BEGIN

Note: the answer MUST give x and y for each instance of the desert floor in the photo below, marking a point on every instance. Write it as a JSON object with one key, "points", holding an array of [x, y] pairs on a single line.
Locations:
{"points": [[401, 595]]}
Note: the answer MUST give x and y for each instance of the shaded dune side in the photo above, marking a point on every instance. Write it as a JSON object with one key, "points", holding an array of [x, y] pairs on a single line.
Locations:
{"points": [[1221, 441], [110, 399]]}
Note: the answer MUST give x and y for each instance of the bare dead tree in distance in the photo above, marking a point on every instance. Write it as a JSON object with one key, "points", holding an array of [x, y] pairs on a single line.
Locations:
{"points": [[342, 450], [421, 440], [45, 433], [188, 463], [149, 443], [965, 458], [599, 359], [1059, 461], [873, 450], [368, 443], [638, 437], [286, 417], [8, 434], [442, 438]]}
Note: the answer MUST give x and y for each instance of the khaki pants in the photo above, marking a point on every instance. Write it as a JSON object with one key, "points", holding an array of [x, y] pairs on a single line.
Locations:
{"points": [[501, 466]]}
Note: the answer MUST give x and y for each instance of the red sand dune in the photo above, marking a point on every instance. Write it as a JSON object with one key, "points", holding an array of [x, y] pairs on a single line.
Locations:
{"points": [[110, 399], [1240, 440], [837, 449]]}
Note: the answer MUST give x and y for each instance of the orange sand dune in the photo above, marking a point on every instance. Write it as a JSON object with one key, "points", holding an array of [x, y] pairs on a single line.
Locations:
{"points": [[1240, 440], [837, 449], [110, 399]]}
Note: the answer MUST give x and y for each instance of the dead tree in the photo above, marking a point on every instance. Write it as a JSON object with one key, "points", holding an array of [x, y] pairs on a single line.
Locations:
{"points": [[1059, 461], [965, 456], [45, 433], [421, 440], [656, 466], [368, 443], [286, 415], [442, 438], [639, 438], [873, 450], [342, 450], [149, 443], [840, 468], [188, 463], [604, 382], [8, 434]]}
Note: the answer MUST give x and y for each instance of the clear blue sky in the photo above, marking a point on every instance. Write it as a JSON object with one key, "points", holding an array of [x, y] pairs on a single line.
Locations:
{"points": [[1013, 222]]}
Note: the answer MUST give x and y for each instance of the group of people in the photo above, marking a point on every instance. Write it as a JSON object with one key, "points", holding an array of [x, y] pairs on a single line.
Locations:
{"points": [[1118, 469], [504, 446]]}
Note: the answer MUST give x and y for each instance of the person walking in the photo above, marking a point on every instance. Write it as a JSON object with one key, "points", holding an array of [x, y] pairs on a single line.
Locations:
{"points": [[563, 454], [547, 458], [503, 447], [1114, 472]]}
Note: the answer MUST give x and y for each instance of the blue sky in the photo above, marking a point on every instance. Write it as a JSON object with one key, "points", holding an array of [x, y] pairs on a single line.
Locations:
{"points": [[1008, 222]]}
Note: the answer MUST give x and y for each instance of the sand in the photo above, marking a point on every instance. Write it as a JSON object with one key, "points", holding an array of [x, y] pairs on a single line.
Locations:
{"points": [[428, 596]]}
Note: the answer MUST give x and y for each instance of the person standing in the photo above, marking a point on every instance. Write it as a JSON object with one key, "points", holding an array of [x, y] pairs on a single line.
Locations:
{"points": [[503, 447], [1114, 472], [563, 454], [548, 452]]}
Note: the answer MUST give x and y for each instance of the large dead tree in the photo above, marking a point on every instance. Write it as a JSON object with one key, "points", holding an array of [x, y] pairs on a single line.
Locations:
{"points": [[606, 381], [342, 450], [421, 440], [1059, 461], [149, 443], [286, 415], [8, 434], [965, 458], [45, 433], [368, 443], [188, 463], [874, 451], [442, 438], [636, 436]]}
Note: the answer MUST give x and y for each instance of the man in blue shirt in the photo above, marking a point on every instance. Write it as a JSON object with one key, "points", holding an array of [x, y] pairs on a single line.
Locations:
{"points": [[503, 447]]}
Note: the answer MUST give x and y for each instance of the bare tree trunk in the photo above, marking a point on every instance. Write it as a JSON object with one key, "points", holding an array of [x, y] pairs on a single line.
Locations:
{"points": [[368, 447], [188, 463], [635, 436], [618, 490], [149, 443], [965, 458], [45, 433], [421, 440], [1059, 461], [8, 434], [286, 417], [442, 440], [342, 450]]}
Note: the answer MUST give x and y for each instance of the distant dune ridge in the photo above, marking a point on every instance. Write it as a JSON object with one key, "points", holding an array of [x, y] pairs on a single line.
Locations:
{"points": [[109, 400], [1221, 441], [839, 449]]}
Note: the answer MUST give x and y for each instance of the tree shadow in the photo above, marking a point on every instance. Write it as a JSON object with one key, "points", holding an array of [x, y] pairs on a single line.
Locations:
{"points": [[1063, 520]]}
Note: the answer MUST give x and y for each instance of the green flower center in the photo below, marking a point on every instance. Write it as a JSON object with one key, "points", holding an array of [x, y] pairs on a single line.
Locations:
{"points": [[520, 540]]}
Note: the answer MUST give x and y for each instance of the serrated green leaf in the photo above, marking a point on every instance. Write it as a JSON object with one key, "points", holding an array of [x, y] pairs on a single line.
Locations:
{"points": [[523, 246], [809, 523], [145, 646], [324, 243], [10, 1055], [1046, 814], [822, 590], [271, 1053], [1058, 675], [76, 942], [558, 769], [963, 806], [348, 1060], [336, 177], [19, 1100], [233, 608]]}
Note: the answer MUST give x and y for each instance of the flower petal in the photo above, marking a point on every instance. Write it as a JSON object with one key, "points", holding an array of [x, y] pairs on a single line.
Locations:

END

## Assigned task:
Every entry above must be reproduced word for word.

## Response below:
Note: the answer MUST give x and y for each instance of the desert floor in the photo below, marking a point on every instance. Write it as a JSON object with one key, "points", holding an array of [x, y] pairs on a single line.
Locations:
{"points": [[401, 595]]}
Note: the answer MUST give x and y for each instance of the shaded dune side in the photo above, marking a point on every instance. Write it as a JSON object with one key, "points", holding an array of [x, y] pairs on a single line.
Locations:
{"points": [[1221, 441], [110, 399]]}
Note: the answer MUST give x and y for each instance of the bare dead tree in distance in the photo above, marking a point on every instance. Write it as a JSON object with one key, "points", holding an array of [x, y] pairs on a single line.
Locations:
{"points": [[342, 450], [421, 440], [45, 433], [188, 463], [149, 443], [965, 458], [599, 359], [1059, 461], [873, 450], [368, 443], [638, 437], [286, 417], [8, 434], [442, 438]]}
Note: the answer MUST give x and y for each instance of the khaki pants in the photo above, marking a point on every instance. Write it as a JSON object with one key, "points", holding an array of [x, y] pairs on a single line.
Locations:
{"points": [[501, 466]]}
Note: the answer MUST give x and y for each instance of the red sand dune in the photo above, marking a point on every instance. Write it as a JSON object with one key, "points", holding an array of [x, y] pairs on a single line.
Locations:
{"points": [[110, 399], [1240, 440], [837, 449]]}
Note: the answer MUST give x and y for each instance of the orange sand dune in the photo above, marking a point on every instance. Write it as a JSON object with one key, "points", holding an array of [x, y] pairs on a single line.
Locations:
{"points": [[1240, 440], [837, 449], [110, 399]]}
Note: the answer MUST give x and y for each instance of the dead tree in the photo above, marking a point on every instance. Write it as a JSON object with one key, "points", holding an array of [x, y] pairs on a single line.
Locations:
{"points": [[1059, 461], [965, 456], [45, 433], [421, 440], [656, 466], [368, 443], [286, 415], [442, 438], [639, 438], [873, 450], [342, 450], [149, 443], [840, 468], [188, 463], [604, 382], [8, 434]]}
Note: the answer MUST give x and y for each instance of the clear blue sky in the photo above, marking a point on every instance. Write it as a JSON object with one key, "points", holding an array of [x, y] pairs on a single line.
Locations:
{"points": [[1013, 222]]}
Note: the answer MUST give x and y for each instance of the group of people in the photo above, marking a point on every instance. Write it as a JSON object with one key, "points", holding an array of [x, y] pairs on a single line.
Locations:
{"points": [[1118, 469], [504, 446]]}
Note: the answer MUST give x and y for each instance of the person walking in the photo above, marking a point on every instance. Write it as a JSON object with one key, "points", holding an array of [x, y] pairs on a single line.
Locations:
{"points": [[563, 454], [547, 458], [503, 447], [1114, 472]]}
Note: the answer MUST give x and y for each instance of the blue sky in the photo above, marking a point on every instance. Write it as a JSON object with one key, "points", holding an array of [x, y] pairs on a single line.
Locations:
{"points": [[1008, 222]]}
Note: the answer MUST give x and y for each instance of the sand in the photo above, marking a point on every instance. Write it as a JSON object with one key, "points", holding an array of [x, y] pairs on a single line.
Locations:
{"points": [[428, 596]]}
Note: the answer MUST give x and y for each instance of the person standing in the photo above, marking a point on every instance. Write it as a JSON object with one key, "points", holding an array of [x, y] pairs on a single line.
Locations:
{"points": [[503, 447], [1114, 472], [563, 454], [548, 452]]}
Note: the answer MUST give x and y for each instance of the large dead tree in the photo above, marking a point on every instance. Write it as a JSON object with one key, "points", holding an array of [x, y] pairs on a single line.
Locations:
{"points": [[606, 381], [342, 450], [421, 440], [1059, 461], [149, 443], [286, 415], [8, 434], [965, 458], [45, 433], [368, 443], [188, 463], [874, 451], [442, 438], [636, 436]]}
Note: the answer MUST give x and y for each instance of the man in blue shirt in the photo above, marking a point on every instance. Write it as a JSON object with one key, "points", holding an array of [x, y] pairs on a single line.
Locations:
{"points": [[503, 447]]}
Note: the answer MUST give x and y for each instance of the bare tree trunk in the photo above, marking a point on every instance. Write it as a JSON object with one key, "points", holding an array of [x, y] pairs on a single line.
Locations:
{"points": [[368, 447], [188, 463], [635, 436], [618, 490], [149, 443], [965, 458], [45, 433], [421, 440], [1059, 461], [8, 434], [286, 417], [442, 440], [342, 450]]}
Note: the answer MUST give x and y for each instance of the distant dune ridge in the photo above, marking a point on every instance. Write it as a JSON object with one key, "points", holding an array of [x, y] pairs on a single line.
Locations:
{"points": [[109, 400], [1221, 441], [839, 449]]}
Note: the answer MUST give x and y for each instance of the tree shadow in the photo above, marking a point on every instance. Write it as a JSON object with one key, "points", holding an array of [x, y] pairs on a single line.
Locations:
{"points": [[1063, 520]]}
Note: the answer MUST give x and y for each instance of the green flower center in the photo below, marking a point on every instance. Write it as a JSON object with one key, "points", holding an array of [x, y] pairs on a single line.
Locations:
{"points": [[520, 540]]}
Note: the answer MUST give x and y for each instance of the serrated green leaf in the photo above, marking a point on every instance. Write it as a JSON object with one key, "points", holding an array of [x, y] pairs on a single line.
Locations:
{"points": [[523, 246], [809, 523], [145, 646], [324, 243], [10, 1055], [1046, 814], [822, 590], [271, 1053], [1058, 675], [76, 942], [558, 769], [963, 806], [348, 1060], [336, 177], [19, 1100], [233, 608]]}
Note: the answer MUST give x and y for each instance of the flower petal in the photo above, marking a point on every instance. Write it as a JSON object with one key, "points", holding an array of [x, y] pairs on a single line.
Locations:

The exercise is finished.